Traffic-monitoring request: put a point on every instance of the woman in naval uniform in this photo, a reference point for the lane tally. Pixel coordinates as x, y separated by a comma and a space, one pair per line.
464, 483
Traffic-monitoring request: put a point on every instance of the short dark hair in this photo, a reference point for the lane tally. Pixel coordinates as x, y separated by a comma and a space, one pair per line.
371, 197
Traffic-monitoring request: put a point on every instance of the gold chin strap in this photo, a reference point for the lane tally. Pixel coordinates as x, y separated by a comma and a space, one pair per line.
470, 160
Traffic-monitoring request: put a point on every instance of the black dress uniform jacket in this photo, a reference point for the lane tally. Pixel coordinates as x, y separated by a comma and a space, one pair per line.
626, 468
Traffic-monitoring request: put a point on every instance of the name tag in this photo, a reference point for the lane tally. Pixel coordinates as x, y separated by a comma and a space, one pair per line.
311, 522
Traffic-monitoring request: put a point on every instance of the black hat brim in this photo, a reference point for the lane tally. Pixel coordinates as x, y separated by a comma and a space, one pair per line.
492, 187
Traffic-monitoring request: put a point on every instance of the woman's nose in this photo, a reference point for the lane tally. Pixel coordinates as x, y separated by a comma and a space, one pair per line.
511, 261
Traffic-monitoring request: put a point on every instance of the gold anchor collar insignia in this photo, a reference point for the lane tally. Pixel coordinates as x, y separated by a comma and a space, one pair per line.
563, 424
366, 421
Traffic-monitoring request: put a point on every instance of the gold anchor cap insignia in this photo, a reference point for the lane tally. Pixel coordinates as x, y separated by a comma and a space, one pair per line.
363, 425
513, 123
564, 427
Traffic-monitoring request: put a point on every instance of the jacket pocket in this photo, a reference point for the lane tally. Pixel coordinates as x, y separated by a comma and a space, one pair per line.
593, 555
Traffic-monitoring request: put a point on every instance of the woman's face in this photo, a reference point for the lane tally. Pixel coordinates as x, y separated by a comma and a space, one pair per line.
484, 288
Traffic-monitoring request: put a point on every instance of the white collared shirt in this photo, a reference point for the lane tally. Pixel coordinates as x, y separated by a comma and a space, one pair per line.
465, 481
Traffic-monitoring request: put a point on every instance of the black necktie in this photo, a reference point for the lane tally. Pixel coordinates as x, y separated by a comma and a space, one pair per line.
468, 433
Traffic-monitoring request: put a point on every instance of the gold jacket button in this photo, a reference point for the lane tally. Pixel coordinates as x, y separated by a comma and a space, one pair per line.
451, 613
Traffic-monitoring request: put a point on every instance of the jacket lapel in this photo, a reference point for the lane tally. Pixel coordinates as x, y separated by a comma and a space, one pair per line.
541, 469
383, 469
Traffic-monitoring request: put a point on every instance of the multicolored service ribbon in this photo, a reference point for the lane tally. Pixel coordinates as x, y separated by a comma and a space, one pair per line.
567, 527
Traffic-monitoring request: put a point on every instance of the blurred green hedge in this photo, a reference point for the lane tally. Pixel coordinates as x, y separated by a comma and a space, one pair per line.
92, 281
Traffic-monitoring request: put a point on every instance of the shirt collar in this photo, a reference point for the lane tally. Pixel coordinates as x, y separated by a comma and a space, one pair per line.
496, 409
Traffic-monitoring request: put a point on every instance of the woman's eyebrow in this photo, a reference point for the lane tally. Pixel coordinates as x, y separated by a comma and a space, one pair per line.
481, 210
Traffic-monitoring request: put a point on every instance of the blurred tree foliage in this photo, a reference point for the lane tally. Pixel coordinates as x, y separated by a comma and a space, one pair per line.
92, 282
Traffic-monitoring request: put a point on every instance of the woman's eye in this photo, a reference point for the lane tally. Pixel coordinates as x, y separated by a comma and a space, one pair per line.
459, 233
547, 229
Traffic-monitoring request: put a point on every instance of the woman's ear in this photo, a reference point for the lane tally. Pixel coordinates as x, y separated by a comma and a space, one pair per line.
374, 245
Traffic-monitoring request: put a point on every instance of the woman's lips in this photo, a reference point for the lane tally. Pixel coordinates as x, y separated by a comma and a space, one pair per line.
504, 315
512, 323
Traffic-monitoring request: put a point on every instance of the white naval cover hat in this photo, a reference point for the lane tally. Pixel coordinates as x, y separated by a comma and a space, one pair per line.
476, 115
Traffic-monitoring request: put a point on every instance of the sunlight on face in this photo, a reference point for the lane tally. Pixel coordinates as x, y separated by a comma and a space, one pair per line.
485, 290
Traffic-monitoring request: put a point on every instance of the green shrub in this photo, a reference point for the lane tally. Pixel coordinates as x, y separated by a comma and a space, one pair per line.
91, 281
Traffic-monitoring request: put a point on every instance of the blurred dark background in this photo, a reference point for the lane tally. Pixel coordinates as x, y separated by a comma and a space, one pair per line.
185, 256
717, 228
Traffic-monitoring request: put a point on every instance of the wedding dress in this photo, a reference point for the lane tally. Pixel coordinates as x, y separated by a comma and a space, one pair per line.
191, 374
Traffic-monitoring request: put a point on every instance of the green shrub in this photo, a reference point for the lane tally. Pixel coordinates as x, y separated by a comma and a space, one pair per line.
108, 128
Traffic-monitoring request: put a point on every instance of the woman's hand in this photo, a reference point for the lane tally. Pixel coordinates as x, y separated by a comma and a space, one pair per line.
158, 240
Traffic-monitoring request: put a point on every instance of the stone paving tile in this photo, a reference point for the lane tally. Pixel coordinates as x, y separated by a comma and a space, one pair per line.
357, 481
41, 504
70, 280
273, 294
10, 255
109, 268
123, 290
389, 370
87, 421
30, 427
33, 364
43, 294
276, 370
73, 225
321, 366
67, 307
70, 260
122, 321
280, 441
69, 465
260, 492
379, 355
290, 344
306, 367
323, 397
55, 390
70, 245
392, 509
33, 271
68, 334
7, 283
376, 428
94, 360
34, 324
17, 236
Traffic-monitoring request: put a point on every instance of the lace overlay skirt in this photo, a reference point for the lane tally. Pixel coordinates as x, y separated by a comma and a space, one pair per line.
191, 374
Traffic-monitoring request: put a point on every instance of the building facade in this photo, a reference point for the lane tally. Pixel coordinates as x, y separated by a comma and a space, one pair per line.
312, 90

**OBJECTIVE**
Put the lines of the listing into a numbered list, starting at the line containing "of the building" and ending at the last line of the listing. Leave out any blank lines.

**TASK RESULT**
1. Traffic-monitoring request: put a point on every instance of the building facade in this photo, a reference point for the lane tally. Pixel coordinates as x, y separated by a comma and a space, one pair per line.
2. 312, 90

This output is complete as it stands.